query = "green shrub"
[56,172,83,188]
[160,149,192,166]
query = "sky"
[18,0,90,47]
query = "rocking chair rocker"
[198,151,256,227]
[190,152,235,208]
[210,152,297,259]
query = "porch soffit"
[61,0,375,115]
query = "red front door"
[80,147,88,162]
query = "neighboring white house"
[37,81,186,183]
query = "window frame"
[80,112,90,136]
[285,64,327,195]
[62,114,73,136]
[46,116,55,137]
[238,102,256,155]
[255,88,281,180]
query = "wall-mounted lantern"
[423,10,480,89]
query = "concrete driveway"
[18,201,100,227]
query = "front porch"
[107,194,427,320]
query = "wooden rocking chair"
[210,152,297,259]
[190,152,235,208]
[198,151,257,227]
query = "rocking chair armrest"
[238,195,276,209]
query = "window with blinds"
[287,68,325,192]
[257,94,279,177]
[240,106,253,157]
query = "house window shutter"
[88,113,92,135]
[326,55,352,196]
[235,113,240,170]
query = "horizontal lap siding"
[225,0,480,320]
● ● ●
* Exercise objective: Which lines of the listing above contain the string "rocking"? Return each of them in full, treating uppercase and lowercase as different.

* Full answer:
query = "rocking chair rocker"
query = "wooden rocking chair"
query = "rocking chair armrest"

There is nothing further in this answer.